§ **The problem**
Quote the listing below word for word, leaving out the pictures.

§ **Data shown**
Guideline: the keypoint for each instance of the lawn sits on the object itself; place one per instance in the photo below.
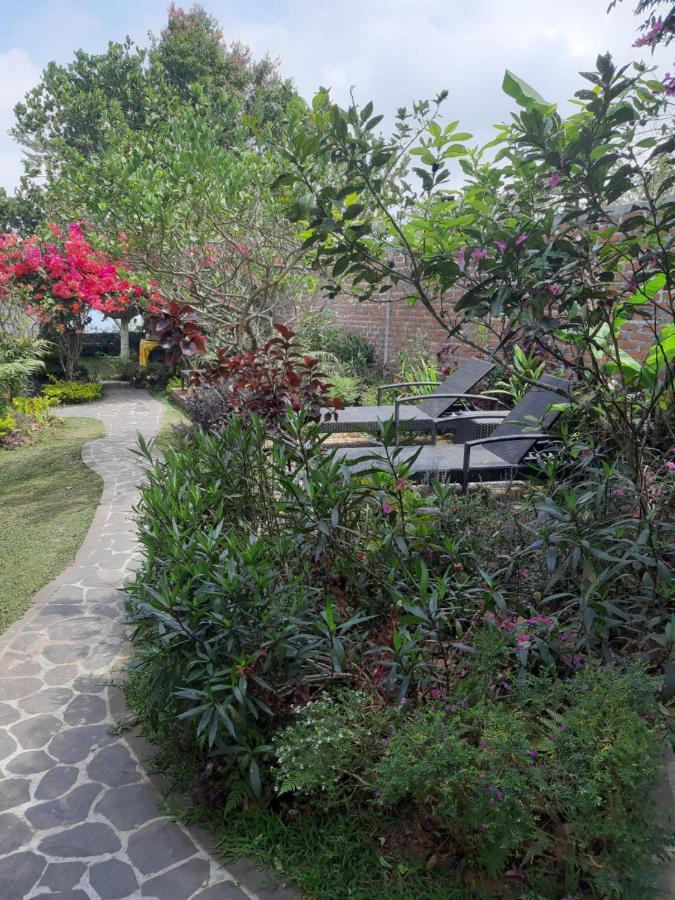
(47, 501)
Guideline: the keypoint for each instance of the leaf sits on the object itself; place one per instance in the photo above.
(521, 91)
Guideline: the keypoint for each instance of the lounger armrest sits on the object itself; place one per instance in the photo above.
(499, 439)
(417, 398)
(386, 387)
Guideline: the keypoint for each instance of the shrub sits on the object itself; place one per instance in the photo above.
(73, 391)
(557, 774)
(7, 423)
(37, 410)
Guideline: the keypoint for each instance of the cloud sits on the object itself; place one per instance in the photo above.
(18, 73)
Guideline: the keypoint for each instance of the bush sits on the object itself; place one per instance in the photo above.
(555, 773)
(7, 423)
(73, 391)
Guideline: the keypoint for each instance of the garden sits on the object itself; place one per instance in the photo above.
(370, 658)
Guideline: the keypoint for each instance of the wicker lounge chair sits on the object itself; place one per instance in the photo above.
(502, 455)
(420, 413)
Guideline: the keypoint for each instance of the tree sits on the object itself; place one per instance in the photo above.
(61, 279)
(198, 216)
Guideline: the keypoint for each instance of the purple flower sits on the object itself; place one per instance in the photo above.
(460, 258)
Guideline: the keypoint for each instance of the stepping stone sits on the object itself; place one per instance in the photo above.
(90, 839)
(113, 879)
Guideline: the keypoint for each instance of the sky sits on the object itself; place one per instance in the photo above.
(390, 51)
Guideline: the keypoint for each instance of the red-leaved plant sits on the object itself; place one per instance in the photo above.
(180, 334)
(271, 380)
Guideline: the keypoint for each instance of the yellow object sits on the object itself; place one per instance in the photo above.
(144, 351)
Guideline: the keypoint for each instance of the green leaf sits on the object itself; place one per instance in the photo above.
(521, 91)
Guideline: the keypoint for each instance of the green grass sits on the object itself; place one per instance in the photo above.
(47, 501)
(171, 418)
(333, 857)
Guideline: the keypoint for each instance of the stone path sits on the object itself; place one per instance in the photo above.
(78, 816)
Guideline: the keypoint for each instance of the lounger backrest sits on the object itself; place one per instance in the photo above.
(462, 381)
(533, 413)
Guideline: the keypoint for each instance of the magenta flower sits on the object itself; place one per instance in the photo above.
(460, 258)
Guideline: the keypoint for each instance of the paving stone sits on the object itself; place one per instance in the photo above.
(75, 744)
(14, 833)
(113, 766)
(113, 879)
(13, 688)
(179, 883)
(8, 714)
(13, 667)
(62, 876)
(129, 806)
(34, 733)
(158, 845)
(85, 684)
(85, 709)
(56, 782)
(65, 895)
(70, 809)
(30, 762)
(91, 839)
(19, 873)
(47, 700)
(63, 653)
(14, 792)
(7, 744)
(60, 675)
(226, 890)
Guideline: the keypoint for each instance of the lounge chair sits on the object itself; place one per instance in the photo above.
(502, 455)
(426, 413)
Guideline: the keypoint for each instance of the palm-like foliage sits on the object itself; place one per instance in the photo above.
(20, 357)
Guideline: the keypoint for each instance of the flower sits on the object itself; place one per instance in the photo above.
(460, 258)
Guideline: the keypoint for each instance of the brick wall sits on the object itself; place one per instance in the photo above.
(391, 326)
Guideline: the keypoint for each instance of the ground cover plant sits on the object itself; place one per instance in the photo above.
(47, 501)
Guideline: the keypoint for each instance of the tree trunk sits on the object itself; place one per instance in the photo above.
(124, 338)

§ **Response to the exercise**
Guideline: the keypoint for each instance of the lawn sits on the object itself; place one per instance in the photo below.
(47, 501)
Guideline: the keypoint for each instance of the leaf sits on the object itself; place one per instance in the photo above.
(521, 91)
Guideline: the keypoint for each instance of the lounger armrest sits on the object itself; place one per instance in the photo above.
(499, 439)
(417, 398)
(386, 387)
Guideline: the keypoint for each instance of the shrub sits on the object itself; place one per instance in the photo above.
(73, 391)
(557, 774)
(7, 423)
(37, 410)
Guideline: the keypoint for each instance of the cloud sits on the object itself; place one per instance in the photo above.
(18, 73)
Guideline: the keypoint for each instance of the bush sits on the object itself; place one per instance in the photo above.
(555, 773)
(7, 423)
(73, 391)
Guideline: the keypoint for each instance of the garden sits on the object itself; place one per instance in the photo above.
(370, 658)
Guideline: the keypoint for each instance of the wicker lounge chair sits on the object itself; place one per instance in the photo above.
(502, 455)
(420, 413)
Guideline: the keypoint for each instance of the tree sits on the object itself; place one per instance in the photo above.
(61, 279)
(198, 216)
Guideline: the keypoint for each instance of the purple flower sits on the object itself; place one per instance in the photo above.
(460, 258)
Guideline: the keypoint for each instance of the stepping stone sits on the object itself; place one per instance in the photo above.
(90, 839)
(113, 879)
Guideline: the keypoint for each instance of the sky sits on the object itself; place one per instance in the photo above.
(390, 51)
Guideline: the keypoint for each instance of the red-leaved plant sits on the object itself; place one per instance in the photo above.
(180, 334)
(271, 380)
Guideline: the keypoint for each instance of the yellow object sits on the object itself; place one per instance in the photo above.
(144, 351)
Guideline: the keypoint for each instance of the green leaf sits on the object itself; place one per instance in the photo above.
(521, 91)
Guideline: the keypoint for each instance of the green grass sits on the object itself; place one per instance in the photo above.
(47, 501)
(171, 418)
(333, 857)
Guideline: the keypoint for each instance of the stone path sits on the object itself; place one per instance in the photo above.
(78, 816)
Guideline: the keypoint for each instance of the lounger backrest sits on the object itself; place one per instance in the photo above.
(462, 381)
(533, 413)
Guideline: the keypoint for each instance of the magenta flower sits on the object itself; place one per instance in the photo above.
(460, 258)
Guideline: the keypoint for each instance of the paving stone sits on the object itself; place one per instance in the photo above.
(75, 744)
(14, 833)
(113, 766)
(113, 879)
(13, 688)
(179, 883)
(8, 714)
(13, 667)
(62, 876)
(129, 806)
(34, 733)
(158, 845)
(85, 684)
(85, 709)
(56, 782)
(65, 895)
(70, 809)
(30, 762)
(91, 839)
(19, 873)
(47, 700)
(63, 653)
(14, 792)
(7, 744)
(60, 675)
(226, 890)
Guideline: the keypoint for each instance of the lounge chair sits on the object itself; place one per instance in the photo above.
(502, 455)
(426, 413)
Guideline: the keypoint for each instance of the palm-like foliage sits on the object itself; place one per instance in the photo above.
(20, 357)
Guideline: the keypoint for each instance of the flower sits on the object itself; place one per instance in the photo above.
(460, 258)
Guideline: the keypoint for each instance of the brick wall sits on the object itself; place one per instance in the photo above.
(391, 326)
Guideline: the keypoint for each instance of the ground cover plant sits on the object itself; place one per instance in the photo above.
(47, 501)
Guideline: the keypoint for each instance of the tree trunk sits on the object itself; place one per instance in the photo above.
(124, 338)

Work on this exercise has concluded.